= Your instructions =
How many lines in the entries contain the string "blossom", with case counting? Reply with only the number.

Coordinate labeling data:
=====

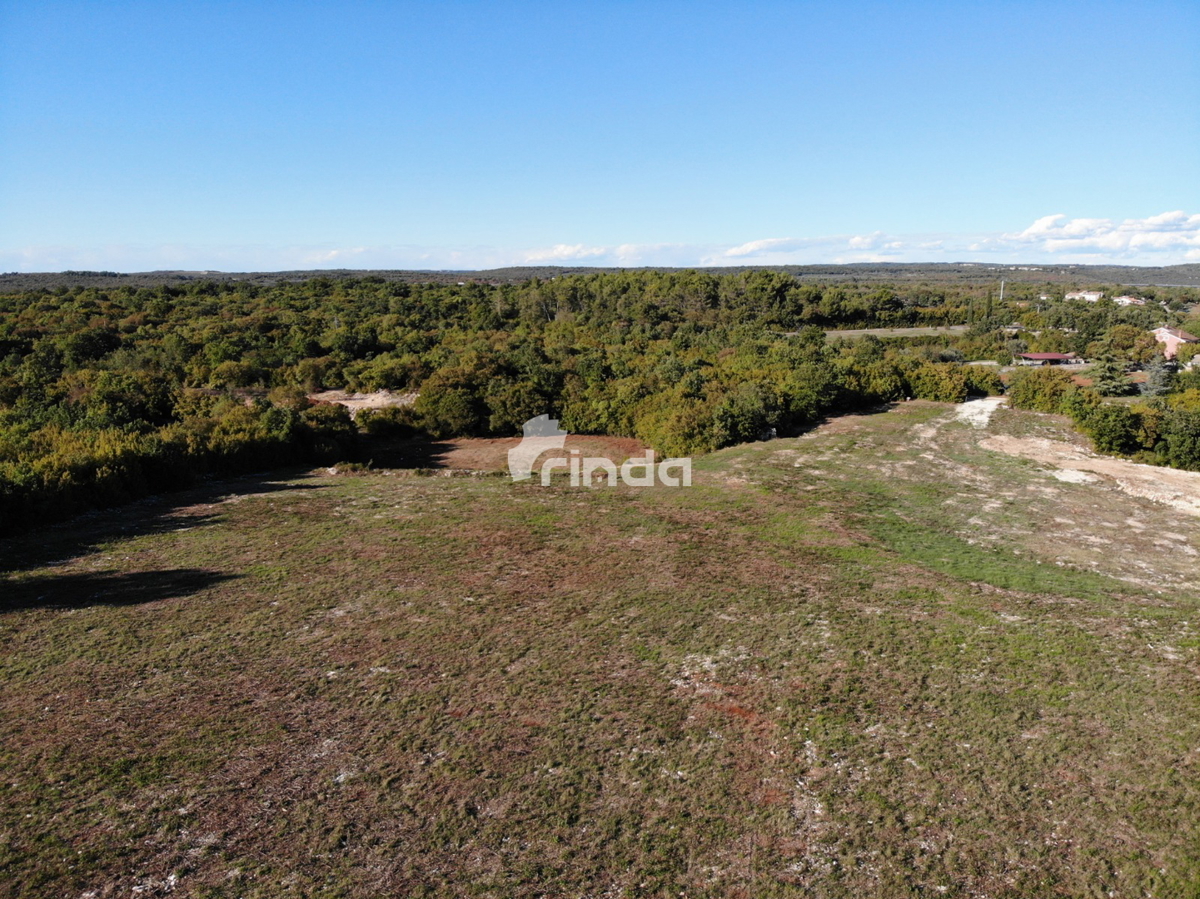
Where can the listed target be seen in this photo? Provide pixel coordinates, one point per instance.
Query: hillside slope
(879, 659)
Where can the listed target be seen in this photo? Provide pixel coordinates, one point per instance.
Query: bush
(940, 382)
(1041, 389)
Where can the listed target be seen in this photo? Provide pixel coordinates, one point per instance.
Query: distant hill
(945, 273)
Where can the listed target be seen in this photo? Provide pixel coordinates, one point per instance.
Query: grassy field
(875, 660)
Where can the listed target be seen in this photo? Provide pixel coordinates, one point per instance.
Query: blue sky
(243, 136)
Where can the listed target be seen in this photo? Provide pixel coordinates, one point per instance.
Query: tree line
(109, 394)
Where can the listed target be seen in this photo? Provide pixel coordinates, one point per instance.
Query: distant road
(899, 331)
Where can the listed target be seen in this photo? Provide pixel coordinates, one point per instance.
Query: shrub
(1041, 389)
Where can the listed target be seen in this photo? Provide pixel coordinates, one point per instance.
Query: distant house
(1047, 358)
(1173, 339)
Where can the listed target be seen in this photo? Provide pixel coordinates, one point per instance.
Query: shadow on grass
(408, 453)
(160, 514)
(105, 588)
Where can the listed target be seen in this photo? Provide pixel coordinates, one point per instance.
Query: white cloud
(1164, 239)
(1157, 239)
(757, 247)
(563, 253)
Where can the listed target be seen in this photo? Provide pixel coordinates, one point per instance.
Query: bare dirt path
(1179, 490)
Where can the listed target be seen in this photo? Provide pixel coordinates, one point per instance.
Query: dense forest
(107, 394)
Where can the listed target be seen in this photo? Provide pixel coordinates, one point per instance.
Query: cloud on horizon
(1164, 239)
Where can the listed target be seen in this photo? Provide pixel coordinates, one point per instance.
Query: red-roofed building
(1173, 339)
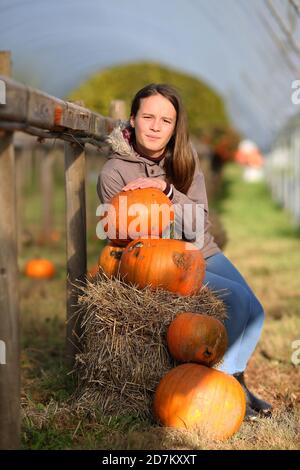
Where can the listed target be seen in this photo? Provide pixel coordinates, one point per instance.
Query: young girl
(153, 150)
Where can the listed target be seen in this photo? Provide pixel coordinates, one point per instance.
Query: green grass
(262, 244)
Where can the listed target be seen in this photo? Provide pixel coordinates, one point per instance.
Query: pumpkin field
(264, 246)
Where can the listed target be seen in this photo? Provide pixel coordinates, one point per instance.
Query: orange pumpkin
(173, 265)
(137, 213)
(92, 272)
(193, 337)
(109, 259)
(192, 395)
(40, 268)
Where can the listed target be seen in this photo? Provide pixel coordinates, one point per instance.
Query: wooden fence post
(76, 239)
(9, 306)
(47, 191)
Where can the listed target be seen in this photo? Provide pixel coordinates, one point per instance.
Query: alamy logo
(186, 221)
(2, 352)
(2, 92)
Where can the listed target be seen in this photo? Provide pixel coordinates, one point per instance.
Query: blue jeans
(245, 313)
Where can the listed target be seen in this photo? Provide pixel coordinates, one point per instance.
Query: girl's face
(154, 124)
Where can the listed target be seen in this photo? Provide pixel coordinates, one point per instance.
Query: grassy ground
(264, 247)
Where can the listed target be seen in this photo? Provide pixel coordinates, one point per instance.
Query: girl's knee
(257, 309)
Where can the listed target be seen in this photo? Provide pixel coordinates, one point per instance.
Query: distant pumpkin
(40, 268)
(194, 337)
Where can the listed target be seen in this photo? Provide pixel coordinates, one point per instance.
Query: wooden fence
(37, 113)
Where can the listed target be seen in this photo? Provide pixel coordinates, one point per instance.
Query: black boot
(252, 401)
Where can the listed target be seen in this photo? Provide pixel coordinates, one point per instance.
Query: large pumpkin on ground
(193, 337)
(109, 259)
(137, 213)
(173, 265)
(192, 395)
(40, 268)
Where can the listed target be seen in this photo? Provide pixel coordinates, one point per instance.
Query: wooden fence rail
(37, 113)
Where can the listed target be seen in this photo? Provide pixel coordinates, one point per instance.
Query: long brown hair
(180, 161)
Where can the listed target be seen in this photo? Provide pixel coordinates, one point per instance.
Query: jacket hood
(120, 143)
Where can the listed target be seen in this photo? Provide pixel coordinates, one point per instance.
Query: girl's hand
(142, 183)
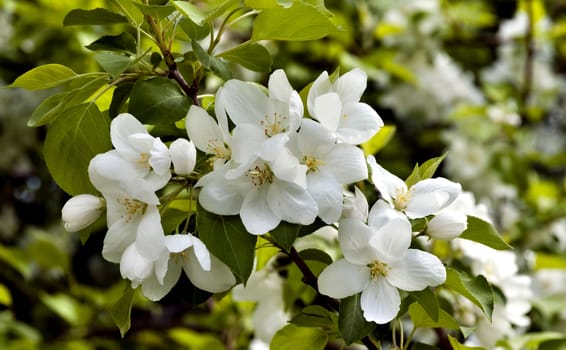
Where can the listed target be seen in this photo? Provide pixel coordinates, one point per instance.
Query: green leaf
(457, 346)
(313, 316)
(227, 239)
(285, 235)
(315, 255)
(53, 106)
(379, 140)
(112, 62)
(72, 140)
(214, 64)
(476, 289)
(156, 11)
(483, 232)
(421, 319)
(98, 16)
(191, 12)
(193, 30)
(302, 21)
(129, 8)
(123, 42)
(252, 56)
(292, 337)
(122, 309)
(158, 101)
(351, 322)
(427, 299)
(44, 77)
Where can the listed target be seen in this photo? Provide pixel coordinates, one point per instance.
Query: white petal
(201, 253)
(291, 202)
(178, 242)
(245, 103)
(256, 214)
(431, 195)
(342, 279)
(327, 110)
(150, 239)
(319, 87)
(153, 290)
(386, 183)
(358, 123)
(183, 156)
(416, 271)
(217, 280)
(327, 193)
(81, 211)
(347, 163)
(120, 235)
(121, 128)
(354, 237)
(380, 301)
(204, 132)
(447, 225)
(351, 85)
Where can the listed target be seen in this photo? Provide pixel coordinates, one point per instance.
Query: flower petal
(417, 270)
(342, 279)
(218, 279)
(380, 301)
(256, 214)
(431, 195)
(327, 110)
(386, 183)
(358, 123)
(291, 202)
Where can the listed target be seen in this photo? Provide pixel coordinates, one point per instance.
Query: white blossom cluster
(274, 165)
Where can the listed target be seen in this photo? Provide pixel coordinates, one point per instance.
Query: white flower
(330, 166)
(262, 121)
(208, 136)
(259, 192)
(377, 262)
(183, 156)
(131, 203)
(336, 106)
(423, 198)
(132, 141)
(81, 211)
(187, 253)
(447, 225)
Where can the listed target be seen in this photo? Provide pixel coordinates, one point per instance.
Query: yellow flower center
(259, 175)
(273, 124)
(378, 269)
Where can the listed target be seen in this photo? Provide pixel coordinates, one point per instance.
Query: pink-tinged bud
(447, 225)
(81, 211)
(183, 156)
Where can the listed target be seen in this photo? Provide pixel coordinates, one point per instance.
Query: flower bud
(81, 211)
(447, 225)
(183, 156)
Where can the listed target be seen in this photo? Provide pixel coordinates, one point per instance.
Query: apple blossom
(81, 211)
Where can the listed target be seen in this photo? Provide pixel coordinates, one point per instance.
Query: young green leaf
(123, 42)
(252, 56)
(73, 139)
(122, 309)
(302, 21)
(227, 239)
(98, 16)
(483, 232)
(476, 289)
(351, 322)
(292, 337)
(158, 101)
(44, 77)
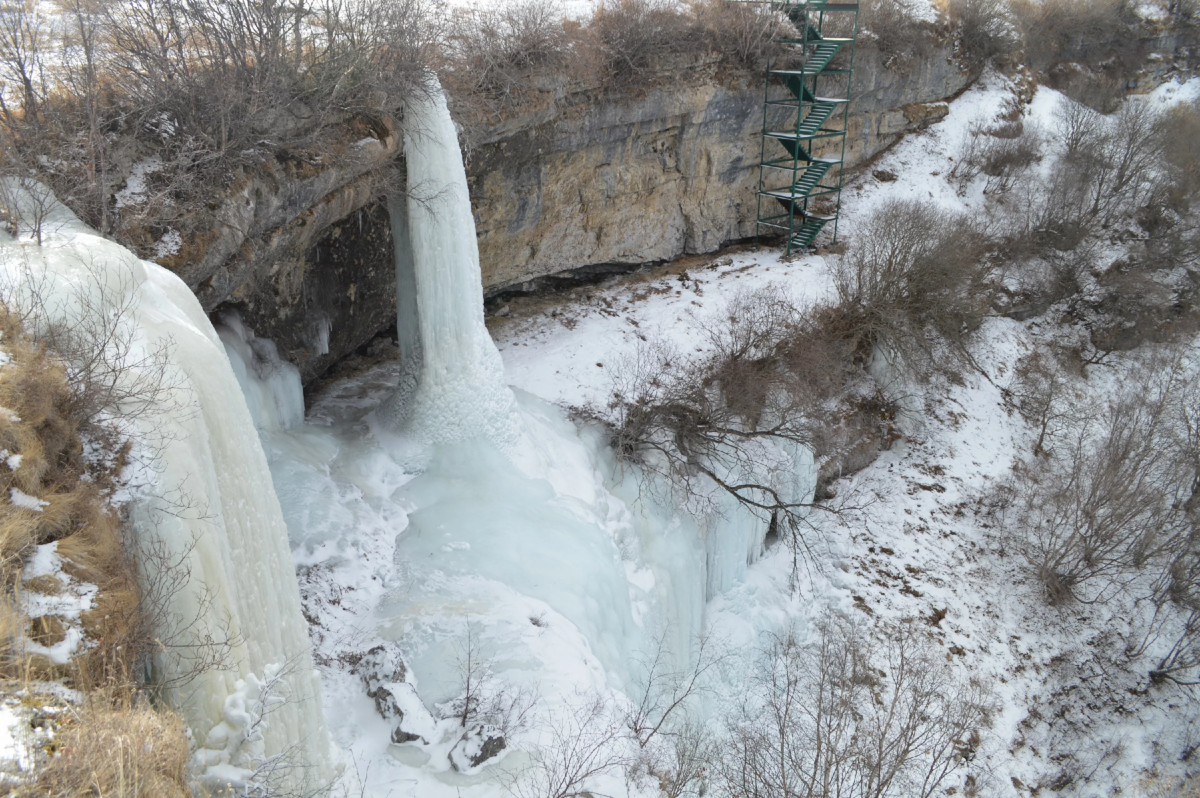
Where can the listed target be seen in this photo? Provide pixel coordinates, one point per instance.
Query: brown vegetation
(114, 743)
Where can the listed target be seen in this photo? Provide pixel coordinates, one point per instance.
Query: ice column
(453, 384)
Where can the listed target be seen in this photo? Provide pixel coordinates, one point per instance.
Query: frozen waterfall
(453, 384)
(234, 640)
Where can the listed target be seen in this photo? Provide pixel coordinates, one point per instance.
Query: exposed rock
(582, 184)
(381, 667)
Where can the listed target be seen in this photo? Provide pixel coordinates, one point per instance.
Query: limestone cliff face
(589, 180)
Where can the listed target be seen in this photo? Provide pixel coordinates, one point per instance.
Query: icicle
(209, 525)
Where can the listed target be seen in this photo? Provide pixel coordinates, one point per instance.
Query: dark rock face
(383, 672)
(335, 299)
(477, 747)
(588, 184)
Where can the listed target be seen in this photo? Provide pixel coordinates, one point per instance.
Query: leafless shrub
(1005, 157)
(664, 694)
(115, 379)
(634, 35)
(582, 741)
(497, 53)
(1043, 395)
(892, 29)
(483, 697)
(741, 31)
(196, 88)
(1109, 167)
(915, 279)
(852, 715)
(1108, 504)
(1055, 30)
(726, 423)
(983, 29)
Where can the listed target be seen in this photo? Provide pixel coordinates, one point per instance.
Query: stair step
(813, 226)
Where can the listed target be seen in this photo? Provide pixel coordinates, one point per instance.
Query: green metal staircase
(804, 133)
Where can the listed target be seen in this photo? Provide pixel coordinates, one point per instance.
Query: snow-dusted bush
(984, 29)
(197, 87)
(857, 713)
(1105, 509)
(1061, 30)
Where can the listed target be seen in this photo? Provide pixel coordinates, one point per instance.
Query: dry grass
(115, 744)
(118, 749)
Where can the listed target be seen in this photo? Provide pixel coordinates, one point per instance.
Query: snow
(25, 501)
(567, 569)
(208, 501)
(136, 187)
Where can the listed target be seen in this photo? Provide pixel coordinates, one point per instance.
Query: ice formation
(519, 527)
(453, 387)
(207, 519)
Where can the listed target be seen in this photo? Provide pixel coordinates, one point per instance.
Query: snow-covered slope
(564, 573)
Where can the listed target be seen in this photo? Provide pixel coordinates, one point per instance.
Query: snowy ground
(384, 556)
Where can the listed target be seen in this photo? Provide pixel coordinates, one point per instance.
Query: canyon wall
(582, 180)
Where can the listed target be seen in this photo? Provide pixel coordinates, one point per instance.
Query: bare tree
(852, 717)
(583, 741)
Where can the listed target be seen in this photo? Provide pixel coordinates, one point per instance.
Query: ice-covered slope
(208, 521)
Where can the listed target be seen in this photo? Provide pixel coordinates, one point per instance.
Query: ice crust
(453, 387)
(209, 507)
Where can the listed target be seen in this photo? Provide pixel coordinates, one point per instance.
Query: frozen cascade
(209, 505)
(270, 384)
(453, 384)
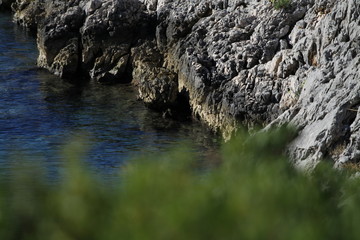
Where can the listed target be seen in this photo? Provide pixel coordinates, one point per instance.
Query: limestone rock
(230, 62)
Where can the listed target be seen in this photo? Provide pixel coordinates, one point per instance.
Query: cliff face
(228, 62)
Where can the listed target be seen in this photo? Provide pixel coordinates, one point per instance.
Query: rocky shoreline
(224, 62)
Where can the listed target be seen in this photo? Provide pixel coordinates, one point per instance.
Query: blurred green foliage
(253, 193)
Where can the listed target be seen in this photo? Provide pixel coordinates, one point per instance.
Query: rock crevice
(231, 62)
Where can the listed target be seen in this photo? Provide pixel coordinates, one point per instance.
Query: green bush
(253, 194)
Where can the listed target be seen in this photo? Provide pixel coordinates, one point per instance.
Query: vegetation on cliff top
(253, 194)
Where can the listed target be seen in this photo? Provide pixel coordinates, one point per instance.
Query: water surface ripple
(39, 113)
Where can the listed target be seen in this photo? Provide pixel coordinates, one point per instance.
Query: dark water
(39, 113)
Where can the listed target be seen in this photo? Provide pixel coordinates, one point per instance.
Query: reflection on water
(40, 112)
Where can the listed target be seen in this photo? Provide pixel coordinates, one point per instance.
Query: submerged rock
(231, 63)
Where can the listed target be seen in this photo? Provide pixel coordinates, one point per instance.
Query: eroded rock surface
(231, 62)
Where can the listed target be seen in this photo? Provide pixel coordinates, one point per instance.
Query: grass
(253, 194)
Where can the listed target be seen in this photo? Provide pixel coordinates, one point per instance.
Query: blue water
(40, 113)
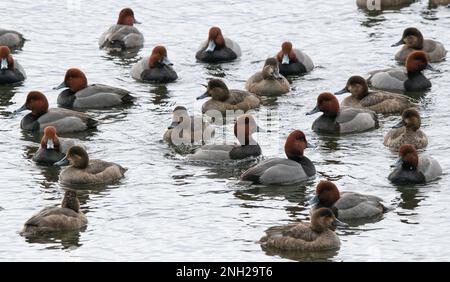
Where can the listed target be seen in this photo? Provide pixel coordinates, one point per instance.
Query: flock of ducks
(358, 112)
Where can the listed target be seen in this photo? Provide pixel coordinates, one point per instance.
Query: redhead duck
(157, 67)
(403, 79)
(53, 148)
(187, 130)
(95, 96)
(377, 101)
(56, 219)
(11, 38)
(310, 237)
(346, 205)
(122, 36)
(218, 48)
(82, 170)
(293, 61)
(269, 81)
(224, 99)
(341, 121)
(410, 169)
(244, 127)
(407, 131)
(65, 121)
(412, 39)
(10, 69)
(294, 169)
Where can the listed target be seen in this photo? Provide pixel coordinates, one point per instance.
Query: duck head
(74, 79)
(410, 119)
(36, 102)
(217, 90)
(323, 219)
(50, 139)
(77, 157)
(357, 86)
(412, 38)
(326, 103)
(126, 17)
(159, 56)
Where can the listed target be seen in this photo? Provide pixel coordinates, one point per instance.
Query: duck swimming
(122, 36)
(65, 121)
(341, 121)
(293, 61)
(410, 169)
(377, 101)
(224, 99)
(412, 39)
(55, 219)
(407, 131)
(187, 130)
(156, 68)
(82, 170)
(279, 171)
(244, 127)
(80, 95)
(310, 237)
(53, 148)
(409, 78)
(346, 205)
(218, 48)
(10, 69)
(269, 81)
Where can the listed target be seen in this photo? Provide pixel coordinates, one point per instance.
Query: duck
(413, 40)
(11, 38)
(410, 169)
(218, 48)
(156, 68)
(122, 36)
(293, 61)
(279, 171)
(318, 235)
(408, 79)
(80, 95)
(52, 147)
(407, 131)
(64, 120)
(346, 205)
(10, 69)
(244, 127)
(82, 170)
(68, 217)
(335, 120)
(191, 130)
(269, 81)
(224, 99)
(381, 102)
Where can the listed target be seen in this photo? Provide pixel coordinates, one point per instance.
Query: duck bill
(211, 46)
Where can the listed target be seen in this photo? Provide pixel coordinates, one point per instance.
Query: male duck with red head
(80, 95)
(279, 171)
(409, 78)
(218, 48)
(156, 67)
(10, 69)
(346, 206)
(335, 120)
(412, 169)
(293, 61)
(65, 121)
(412, 39)
(244, 127)
(122, 36)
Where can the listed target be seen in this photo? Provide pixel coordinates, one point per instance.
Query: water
(168, 209)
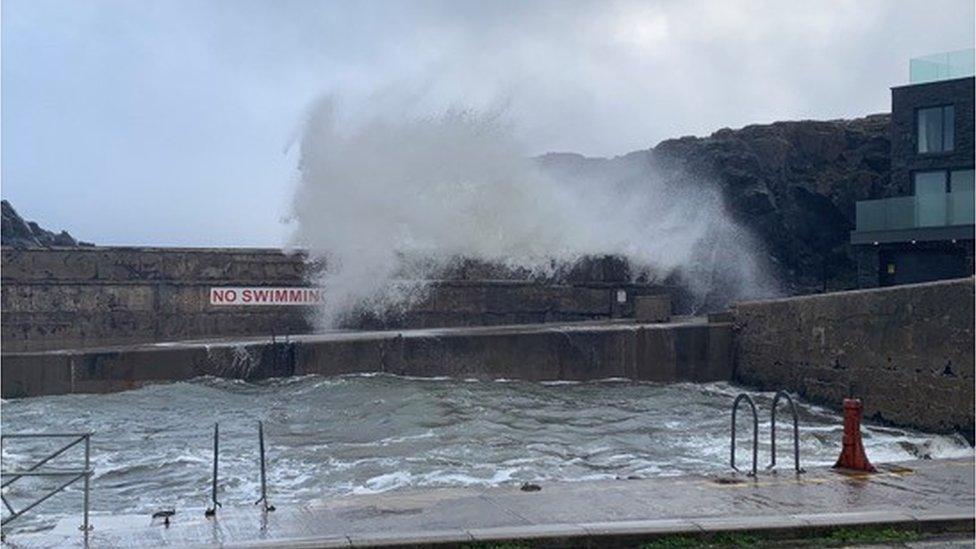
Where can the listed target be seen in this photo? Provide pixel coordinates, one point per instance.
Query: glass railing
(942, 66)
(911, 212)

=====

= Result of this task =
2